» **Extract provided**

Here are some photos of Kathy’s Jungle theme quilt. The quilting design is Twinkling Stars by Dawna Sanders, Gold thread & Hobbs Polydown batting. The stars have fussy cut centers. This turned out really nice.
The design shows up really well on the muslin back.
This is Florences last quilt, she’s made one for every grandchild. She chose Malachite allover design, Gold thread & Hobbs Polydown batting. You can see the design best on the backing fabric. It gives a nice texture to the quilt. Nice quilt!
Well yesterday I was clicking along in my basement studio. I had two quilts loaded and quilting away. Then it happened, my Intelliquilter on the Innova machine decided to have an issue.
I thought at first it stopped quilting near the end of a row because it ran out of bobbin thread but oh no, it couldn’t be something that simple. I still had bobbin thread but now I could see an error message flashing at the top corner of the screen. Comm error B3, which means communication issue with my Y motor. So now I know it’s a machine issue, and the machine is not the Innova, it’s an IQ (Intelliquilter) one.
The best I can describe it is an issue with the robot is a more high tech thing to deal with than a regular computer issue. It talks to the hydraulic motors which move on an X, Y axis so I need to do some reading & problem solving before I submit my problem to the Zen desk where they will walk me through a litany of issues to get to the root of the problem. While they are brilliant people to work with, I was just hoping for a simple Sat of finishing up a couple quilts & maybe getting a little piecing in or maybe watch a movie.

(Image object location lines)
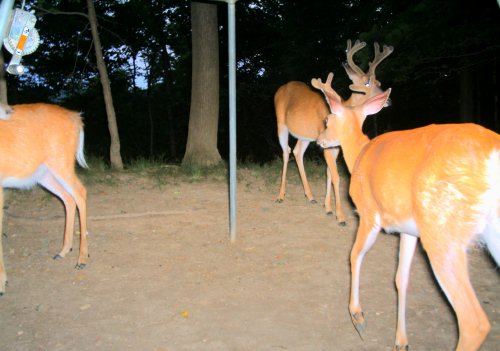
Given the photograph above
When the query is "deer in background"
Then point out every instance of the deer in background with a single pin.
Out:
(38, 145)
(301, 112)
(439, 184)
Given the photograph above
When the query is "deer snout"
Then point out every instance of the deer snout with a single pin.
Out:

» **Exercise requirements**
[a] In the quilting post, what error message was flashing at the top corner of the screen?
[b] Reproduce the quilting post word for word, starting with "The design shows" and going on through "IQ (Intelliquilter) one.".
[c] Resume the quilting post after its final sentence.

» **Answers to the exercises**
[a] Comm error B3, a communication issue with the Y motor.

[b]
The design shows up really well on the muslin back.
This is Florences last quilt, she’s made one for every grandchild. She chose Malachite allover design, Gold thread & Hobbs Polydown batting. You can see the design best on the backing fabric. It gives a nice texture to the quilt. Nice quilt!
Well yesterday I was clicking along in my basement studio. I had two quilts loaded and quilting away. Then it happened, my Intelliquilter on the Innova machine decided to have an issue.
I thought at first it stopped quilting near the end of a row because it ran out of bobbin thread but oh no, it couldn’t be something that simple. I still had bobbin thread but now I could see an error message flashing at the top corner of the screen. Comm error B3, which means communication issue with my Y motor. So now I know it’s a machine issue, and the machine is not the Innova, it’s an IQ (Intelliquilter) one.

[c]
After a lot of checking leads and connections, I’m pretty sure my Y motor cable has a break inside, and it only works when in a specific position. This cable moves with the machine so is never just still.
Cathy D, I was working on your quilt so it is on hold partially completed for now. Hopefully they can get me up & running again quickly. Worse scenario, they have to mail me some parts for my to reinstall. If it turns into a longer issue to fix, then I’ll move your quilt over to the other machine to finish up. I’m grateful I have a second machine so I can do a little work still on the panto only machine. I also know that Zoltan doesn’t give up on issues and will work it through until it’s working again. He also ships parts next day so it we aren’t dead in the water for long. Happy Saturday!
Here is a cool Music Quilt with Spikey Swirl allover quilting, gold thread & Hobbs Polydown batting. This is the front of her quilt. The name of the quilt pattern is Moscato D’asti. I’ll share a pic of the pattern photo too. Its the reverse color way. I like the way Jackie made the pinwheels dark so they stand out more.
The next photos are of her quilt back. This turned out really pretty but was difficult for the Longarmer since I cannot see the back while I’m quilting. Its not uncommon for that much piecing next to a solid piece of fabric to draw in and cause trouble in areas that cannot be seen by the quilter. Its hard since this is hanging upside down on the machine.
I did have to take out a large pleat in the center and do some “quilter magic” to re-quilt that area and make it flat enough to be quilted. Thankfully there was a good outcome but I like to avoid this if possible. This quilt turned out to be a lovely two sided quilt. I love the piecing and anyone that sees this quilt would never know that there were some moments during the quilting process that involved some extra care.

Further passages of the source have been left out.